• _Consigne 1_
Renvoyez tel quel le passage de l'extrait sur les politiques environnementales au Sénégal qui commence aux mots « Sénégal: l’urgence d’interroger » et s'arrête après les mots « de la nature? ».
• _Consigne 2_
D'après l'extrait sur les politiques environnementales au Sénégal, les affirmations (a), (b) et (c) sont-elles exactes ? Répondez par oui ou par non à chacune, en citant les mots de l'extrait qui tranchent. (a) Environ 750 pélicans blancs sont morts au parc de Djoudj. (b) Le nitrate d'ammonium passé par le Port Autonome de Dakar était destiné à la Guinée. (c) Les propos de M. Marc Dabou ont été relayés par le journal sénégalais « Le Témoin ».

Sénégal: l’urgence d’interroger les politiques environnementales face aux catastrophes naturelles
Fin 2020 et début 2021, le Sénégal a connu une série d’incidents environnementaux dont certains ont frôlé la catastrophe. Du nitrate d’ammonium stocké au port de Dakar, à la mort d’environ 750 pélicans blancs au parc de Djoudj, en passant par la maladie dite “mystérieuse” des pêcheurs et l’explosion du puits gazier à Ngadiaga, il y a eu de faits qui amènent à se poser les questions suivantes: n’est-il pas urgent pour l’Etat sénégalais d’interroger les politiques environnementales face aux catastrophes naturelles? Quel dispositif sécuritaire et de prévention sont réellement mis en application au Sénégal pour parer à ces éventuels dangers qui pourraient découler de ces forces de la nature?
Nitrate d’ammonium au port de Dakar: quel dispositif sécuritaire?
27 août 2020. La quantité de nitrate d’ammonium (le nitrate d’ammonium est irritant et toxique pour l’être humain et expose à un risque d’incendie et d’explosion en cas de confinement avec exposition à des températures élevées) qui a transité par le Port Autonome de Dakar vers le Mali a plutôt augmenté ces dernières années. En effet, le Secrétaire général du ministère des Transports et de la Mobilité urbaine du Mali, M. Marc Dabou, dans des propos relayés par le journal sénégalais « Le Témoin » affirme que la quantité de nitrate est passée de 18 000 tonnes en 2018 a 21 000 tonnes en 2019 et …3050 tonnes courant 2020.

Données sur les expressions référentielles:

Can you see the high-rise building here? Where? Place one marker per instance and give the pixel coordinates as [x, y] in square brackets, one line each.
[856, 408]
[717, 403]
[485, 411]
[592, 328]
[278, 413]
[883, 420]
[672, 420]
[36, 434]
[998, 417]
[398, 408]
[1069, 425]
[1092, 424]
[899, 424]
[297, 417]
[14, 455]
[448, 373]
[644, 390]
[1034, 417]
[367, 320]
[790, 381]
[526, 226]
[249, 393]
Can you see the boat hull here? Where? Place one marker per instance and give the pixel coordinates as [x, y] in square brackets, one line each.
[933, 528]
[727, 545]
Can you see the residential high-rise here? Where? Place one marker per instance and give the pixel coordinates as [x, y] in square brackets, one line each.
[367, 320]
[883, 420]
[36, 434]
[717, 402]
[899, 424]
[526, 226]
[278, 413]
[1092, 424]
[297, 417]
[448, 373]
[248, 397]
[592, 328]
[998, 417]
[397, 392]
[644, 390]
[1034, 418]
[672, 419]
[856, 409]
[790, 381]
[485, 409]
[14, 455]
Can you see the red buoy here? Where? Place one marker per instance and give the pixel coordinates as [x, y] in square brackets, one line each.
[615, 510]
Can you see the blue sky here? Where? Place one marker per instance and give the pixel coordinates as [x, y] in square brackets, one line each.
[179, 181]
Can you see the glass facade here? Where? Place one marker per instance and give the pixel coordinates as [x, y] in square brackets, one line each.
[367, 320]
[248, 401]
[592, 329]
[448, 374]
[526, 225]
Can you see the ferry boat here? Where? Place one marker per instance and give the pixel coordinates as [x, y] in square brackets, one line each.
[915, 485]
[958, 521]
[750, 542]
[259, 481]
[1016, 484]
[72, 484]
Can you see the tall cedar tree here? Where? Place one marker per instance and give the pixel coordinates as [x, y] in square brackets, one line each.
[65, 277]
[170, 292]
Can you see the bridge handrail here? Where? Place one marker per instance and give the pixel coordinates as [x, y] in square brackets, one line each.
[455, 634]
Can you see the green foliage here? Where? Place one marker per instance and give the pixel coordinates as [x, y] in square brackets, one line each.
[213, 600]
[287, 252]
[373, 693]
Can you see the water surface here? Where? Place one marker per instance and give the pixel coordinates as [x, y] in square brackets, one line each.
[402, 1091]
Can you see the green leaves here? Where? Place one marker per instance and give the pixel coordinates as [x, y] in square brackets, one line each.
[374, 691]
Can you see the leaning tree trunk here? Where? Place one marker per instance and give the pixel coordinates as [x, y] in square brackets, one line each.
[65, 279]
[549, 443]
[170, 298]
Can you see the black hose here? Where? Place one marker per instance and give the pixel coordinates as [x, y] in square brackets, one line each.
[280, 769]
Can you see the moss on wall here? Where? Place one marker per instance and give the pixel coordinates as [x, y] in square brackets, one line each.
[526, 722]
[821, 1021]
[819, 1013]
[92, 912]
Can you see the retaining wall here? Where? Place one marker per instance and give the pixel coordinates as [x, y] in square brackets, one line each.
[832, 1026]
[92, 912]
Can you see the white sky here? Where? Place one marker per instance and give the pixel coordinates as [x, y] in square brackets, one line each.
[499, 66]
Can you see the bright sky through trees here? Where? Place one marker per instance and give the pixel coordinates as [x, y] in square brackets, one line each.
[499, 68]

• _Corrigé 1_
Sénégal: l’urgence d’interroger les politiques environnementales face aux catastrophes naturelles
Fin 2020 et début 2021, le Sénégal a connu une série d’incidents environnementaux dont certains ont frôlé la catastrophe. Du nitrate d’ammonium stocké au port de Dakar, à la mort d’environ 750 pélicans blancs au parc de Djoudj, en passant par la maladie dite “mystérieuse” des pêcheurs et l’explosion du puits gazier à Ngadiaga, il y a eu de faits qui amènent à se poser les questions suivantes: n’est-il pas urgent pour l’Etat sénégalais d’interroger les politiques environnementales face aux catastrophes naturelles? Quel dispositif sécuritaire et de prévention sont réellement mis en application au Sénégal pour parer à ces éventuels dangers qui pourraient découler de ces forces de la nature?

• _Corrigé 2_
(a) Oui : « la mort d’environ 750 pélicans blancs au parc de Djoudj ».
(b) Non : « qui a transité par le Port Autonome de Dakar vers le Mali ».
(c) Oui : « dans des propos relayés par le journal sénégalais « Le Témoin » ».